- [YOUR TASK]: Reproduce every one of the entries below verbatim, line for line.

-- START RECORDS PROVIDED --

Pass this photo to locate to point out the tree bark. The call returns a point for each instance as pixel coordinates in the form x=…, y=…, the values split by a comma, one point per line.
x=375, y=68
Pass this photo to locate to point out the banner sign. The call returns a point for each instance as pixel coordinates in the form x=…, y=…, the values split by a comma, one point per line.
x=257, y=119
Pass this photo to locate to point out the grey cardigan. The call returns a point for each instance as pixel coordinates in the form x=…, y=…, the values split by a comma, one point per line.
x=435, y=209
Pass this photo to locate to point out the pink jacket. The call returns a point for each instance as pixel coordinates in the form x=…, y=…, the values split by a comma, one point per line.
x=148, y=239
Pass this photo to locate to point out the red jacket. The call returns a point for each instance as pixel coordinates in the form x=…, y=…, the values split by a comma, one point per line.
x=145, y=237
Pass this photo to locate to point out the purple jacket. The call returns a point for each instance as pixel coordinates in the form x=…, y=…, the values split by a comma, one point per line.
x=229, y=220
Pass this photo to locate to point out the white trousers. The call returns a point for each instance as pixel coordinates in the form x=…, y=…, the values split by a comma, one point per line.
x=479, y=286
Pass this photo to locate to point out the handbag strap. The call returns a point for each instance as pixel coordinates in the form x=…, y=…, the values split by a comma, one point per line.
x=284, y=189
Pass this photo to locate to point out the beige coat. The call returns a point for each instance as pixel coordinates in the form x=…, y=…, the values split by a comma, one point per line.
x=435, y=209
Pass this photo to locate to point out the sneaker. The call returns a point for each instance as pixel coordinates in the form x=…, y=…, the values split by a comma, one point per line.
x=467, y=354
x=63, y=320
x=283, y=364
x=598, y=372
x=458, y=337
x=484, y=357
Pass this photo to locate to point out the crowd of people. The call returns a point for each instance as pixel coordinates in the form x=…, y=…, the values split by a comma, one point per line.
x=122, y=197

-- END RECORDS PROVIDED --

- [COMPLETED TASK]:
Pass this photo to locate to point out the tree bark. The call returns a point for each instance as pixel coordinates in the form x=…, y=…, the values split by a comma, one point per line.
x=375, y=68
Pass this photo to locate to point out the banner sign. The call returns a point for each instance as pixel coordinates in the form x=…, y=…, the values split by a comma, one point per line.
x=257, y=119
Pass this photo to locate to point out the grey cardigan. The call returns a point for each instance as pixel coordinates in the form x=…, y=…, the values split by a comma, one point per line.
x=435, y=209
Pass this photo to locate to point out the pink jacket. The call returns a point for each instance as pixel coordinates in the form x=…, y=…, the values split by a comma, one point per line.
x=148, y=239
Pass this photo to locate to point out the red jacket. The call returns a point for each instance as pixel coordinates in the form x=…, y=…, the values split by a comma, one point per line.
x=145, y=237
Pass this photo to locate to point out the purple jacket. The call returns a point for each instance as pixel coordinates in the form x=…, y=…, the values split by a comma, one point per line.
x=229, y=220
Pass this photo to locate to point out the white trousers. The call returns a point for each instance as pixel coordinates in the form x=…, y=…, the values split by a comma, one point per line.
x=479, y=286
Pass this photo to locate to point out the handbag strap. The call returns a point for each instance as pixel coordinates in the form x=…, y=…, the values split by a comma, one point per line.
x=284, y=189
Pass this photo to locate to point out the beige coat. The call returns a point for each instance as pixel coordinates in the form x=…, y=…, the values split by a comma, one point per line.
x=435, y=209
Pass this photo to locate to point out the sneaker. The call returns a point for each instance as pixel coordinates in the form x=…, y=…, the values split by a comma, one point per line.
x=467, y=354
x=63, y=320
x=283, y=364
x=598, y=372
x=458, y=337
x=484, y=357
Pass this photo to locate to point out the crowd of people. The call returns a point for each instance as pixel coordinates in the form x=…, y=…, the values split by a comma, one point per line.
x=122, y=197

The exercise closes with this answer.